#### PAGE EXTRACT ####

Missouri Highway Patrol said drunk drivers are still on the roadways. They're making preparations for the holiday weekend
Credit: Missouri State Highway Patrol
Missouri State Highway Patrol

MISSOURI, USA — The pandemic has offered a few unexpected benefits for drivers, from shorter commutes to a moratorium on parking enforcement in some cities. Another positive: crashes involving drivers under the influence are down this year.

That might change as the region begins Independence Day celebrations and businesses start to reopen.

The St. Louis Metropolitan Police Department data shows that there were fewer than half as many DUI incidents from January through May in 2020 compared to the city’s average number of DUIs for the same months from 2015 through 2019.

Missouri Highway Patrol data shows the same trend for drug- and alcohol-involved crashes, which are down across the state compared to previous years. From 2016 through 2019, the months of January through June average more than 100 deaths and 1,700 injuries in crashes statewide where drugs or alcohol were a factor. The total for 2020 so far is 69 deaths and 937 injuries.

####

TASK STATEMENT — Copy out the full news excerpt on drunk-driving crashes in Missouri, word for word.

#### MATERIAL PROVIDED ####

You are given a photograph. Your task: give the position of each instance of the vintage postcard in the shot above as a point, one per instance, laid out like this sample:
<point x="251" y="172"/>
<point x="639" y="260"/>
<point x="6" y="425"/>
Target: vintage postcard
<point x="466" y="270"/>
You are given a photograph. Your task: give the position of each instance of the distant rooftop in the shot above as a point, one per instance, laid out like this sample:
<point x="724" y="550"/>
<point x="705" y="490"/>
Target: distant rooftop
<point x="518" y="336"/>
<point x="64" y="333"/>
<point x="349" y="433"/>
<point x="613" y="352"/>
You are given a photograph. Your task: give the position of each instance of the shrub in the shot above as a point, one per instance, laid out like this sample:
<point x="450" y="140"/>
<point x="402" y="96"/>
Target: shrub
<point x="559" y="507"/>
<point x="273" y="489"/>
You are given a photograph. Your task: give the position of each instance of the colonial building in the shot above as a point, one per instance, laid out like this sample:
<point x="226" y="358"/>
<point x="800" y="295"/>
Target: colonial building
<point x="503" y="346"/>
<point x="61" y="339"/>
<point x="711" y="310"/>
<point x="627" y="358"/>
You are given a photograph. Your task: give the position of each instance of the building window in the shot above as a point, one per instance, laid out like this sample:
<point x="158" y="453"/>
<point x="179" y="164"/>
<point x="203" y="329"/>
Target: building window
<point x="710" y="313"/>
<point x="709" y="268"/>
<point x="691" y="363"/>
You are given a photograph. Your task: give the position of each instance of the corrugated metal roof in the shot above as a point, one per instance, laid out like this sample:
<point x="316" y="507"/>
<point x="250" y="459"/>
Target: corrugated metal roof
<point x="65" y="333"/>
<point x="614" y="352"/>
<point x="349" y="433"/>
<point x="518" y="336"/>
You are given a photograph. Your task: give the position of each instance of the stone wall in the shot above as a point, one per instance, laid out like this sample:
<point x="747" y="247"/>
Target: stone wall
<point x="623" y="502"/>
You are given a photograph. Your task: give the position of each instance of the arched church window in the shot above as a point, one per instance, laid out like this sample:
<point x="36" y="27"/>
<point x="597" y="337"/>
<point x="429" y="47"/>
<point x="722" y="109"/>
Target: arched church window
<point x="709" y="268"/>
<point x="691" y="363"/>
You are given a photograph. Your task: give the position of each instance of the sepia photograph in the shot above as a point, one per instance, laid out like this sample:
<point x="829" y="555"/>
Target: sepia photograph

####

SOLUTION TO THE PROBLEM —
Missouri Highway Patrol said drunk drivers are still on the roadways. They're making preparations for the holiday weekend
Credit: Missouri State Highway Patrol
Missouri State Highway Patrol

MISSOURI, USA — The pandemic has offered a few unexpected benefits for drivers, from shorter commutes to a moratorium on parking enforcement in some cities. Another positive: crashes involving drivers under the influence are down this year.

That might change as the region begins Independence Day celebrations and businesses start to reopen.

The St. Louis Metropolitan Police Department data shows that there were fewer than half as many DUI incidents from January through May in 2020 compared to the city’s average number of DUIs for the same months from 2015 through 2019.

Missouri Highway Patrol data shows the same trend for drug- and alcohol-involved crashes, which are down across the state compared to previous years. From 2016 through 2019, the months of January through June average more than 100 deaths and 1,700 injuries in crashes statewide where drugs or alcohol were a factor. The total for 2020 so far is 69 deaths and 937 injuries.